Records from a dataset:
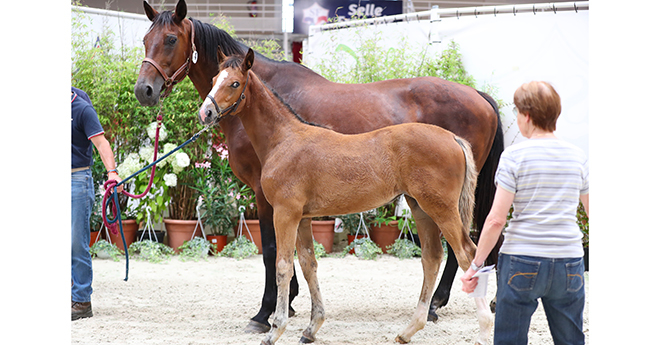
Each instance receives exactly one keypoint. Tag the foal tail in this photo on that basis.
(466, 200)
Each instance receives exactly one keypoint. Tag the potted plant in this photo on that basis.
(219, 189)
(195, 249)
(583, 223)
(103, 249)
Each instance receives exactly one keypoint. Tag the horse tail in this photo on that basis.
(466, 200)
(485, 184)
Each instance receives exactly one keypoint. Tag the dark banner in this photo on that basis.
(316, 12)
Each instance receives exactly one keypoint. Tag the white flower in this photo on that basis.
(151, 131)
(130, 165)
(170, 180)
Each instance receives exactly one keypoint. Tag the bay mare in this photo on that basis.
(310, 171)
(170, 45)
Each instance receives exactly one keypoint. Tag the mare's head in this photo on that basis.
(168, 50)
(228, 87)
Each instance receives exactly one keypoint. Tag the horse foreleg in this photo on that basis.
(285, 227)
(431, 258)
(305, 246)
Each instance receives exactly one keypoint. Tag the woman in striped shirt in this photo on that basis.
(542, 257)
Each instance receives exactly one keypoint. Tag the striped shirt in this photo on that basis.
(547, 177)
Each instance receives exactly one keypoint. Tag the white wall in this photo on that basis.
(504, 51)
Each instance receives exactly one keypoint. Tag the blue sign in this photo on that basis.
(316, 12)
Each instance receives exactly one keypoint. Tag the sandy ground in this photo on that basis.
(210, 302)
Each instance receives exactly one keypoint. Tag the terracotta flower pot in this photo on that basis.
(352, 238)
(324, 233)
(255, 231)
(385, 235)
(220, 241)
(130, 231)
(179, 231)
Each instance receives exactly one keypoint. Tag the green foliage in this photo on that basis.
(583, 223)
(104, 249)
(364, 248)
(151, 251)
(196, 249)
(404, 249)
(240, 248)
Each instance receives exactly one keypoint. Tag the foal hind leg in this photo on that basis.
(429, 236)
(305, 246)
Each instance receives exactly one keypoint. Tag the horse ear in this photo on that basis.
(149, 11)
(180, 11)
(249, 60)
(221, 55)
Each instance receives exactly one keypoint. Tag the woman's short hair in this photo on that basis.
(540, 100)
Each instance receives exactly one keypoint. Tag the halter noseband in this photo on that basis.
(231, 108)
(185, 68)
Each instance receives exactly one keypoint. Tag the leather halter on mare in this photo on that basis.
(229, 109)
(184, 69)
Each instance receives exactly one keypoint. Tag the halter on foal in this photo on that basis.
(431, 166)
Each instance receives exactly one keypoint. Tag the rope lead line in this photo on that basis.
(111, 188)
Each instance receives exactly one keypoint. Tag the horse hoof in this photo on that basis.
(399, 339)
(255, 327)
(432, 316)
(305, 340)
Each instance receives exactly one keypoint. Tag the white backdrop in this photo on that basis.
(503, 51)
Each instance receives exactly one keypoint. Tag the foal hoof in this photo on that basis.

- **Action item**
Print verbatim every line above, apart from the pictures.

- **Answer box**
Each instance receives exactly one keypoint. Tag the foal tail in this photo on that basis.
(466, 200)
Each instance receives exactly one keypoint. Tag the potted plant in this photo on that basis.
(219, 189)
(195, 249)
(583, 223)
(103, 249)
Each instance receives exactly one keypoint. Tag the horse tail in this photo on that basis.
(466, 200)
(485, 184)
Each instance receives exactly one keypoint. Tag the dark banner in this photo on that basis.
(316, 12)
Each instance receives exactly one keypoint. Tag the white flower in this photo on that basis.
(151, 131)
(130, 165)
(170, 180)
Each instance receives exactly one keypoint. Tag the bay mare in this photo on that basis.
(310, 171)
(170, 45)
Each instance receives exactly one keypoint. Tag the mare's head in this photo on that basis.
(168, 50)
(228, 87)
Each instance receives exactly one keypoint. Tag the horse foreleg in this photo on that basis.
(285, 227)
(431, 258)
(305, 246)
Each instance receives exactly one keypoint. Tag the woman in striped shirt in this photo on that basis.
(542, 257)
Each instance receives exactly one keypoint. Tag the striped shirt in this photo on that basis.
(547, 177)
Each instance receives exactly one keypoint. Tag the white wall in this photo on that basis.
(504, 51)
Each instance receives exactly one keypoint. Tag the blue sign in this photo on that basis.
(316, 12)
Each instance receives exactly one keypoint. Tag the sandy ground in this photo on that basis.
(210, 302)
Each instance receives exactly one keypoint. Tag the terracotta flower pot in this photo on that basis.
(352, 238)
(324, 233)
(255, 231)
(385, 235)
(220, 241)
(130, 231)
(179, 231)
Each instance receives exactly one keypoint. Tag the green foliage in this photo on that basis.
(583, 223)
(104, 249)
(364, 248)
(151, 251)
(196, 249)
(404, 249)
(240, 248)
Each instance receives exactly one keypoint. Tag the foal hind leg in this photo on that basis.
(429, 236)
(305, 246)
Each instance receives exactly one keypoint. Tag the horse ear in this photo on that basis.
(149, 11)
(180, 11)
(249, 60)
(221, 55)
Each instance receives exactly one keypoint. Tag the woman's short hair in this photo on that basis.
(540, 100)
Each instance receives exactly one keypoint. Tag the halter noseband in this photo on that basis.
(231, 108)
(185, 68)
Each instance receives exactly one keypoint. Tag the leather halter on mare in this photo on that basis.
(229, 109)
(184, 69)
Each instance receives exactly one keypoint. Tag the halter on foal in this photo on that basis.
(431, 166)
Each instance receives exactly one keypoint. Tag the rope lead line in this photo on that basis.
(111, 188)
Each instance receives exactly one keypoint. Tag the horse hoof in this photo on that basis.
(399, 339)
(255, 327)
(432, 316)
(305, 340)
Each instance receives exactly one keypoint. Tag the white backdrop in this photo on that basis.
(503, 51)
Each instance receives exactly one keypoint. Tag the foal hoof in this photo on that basis.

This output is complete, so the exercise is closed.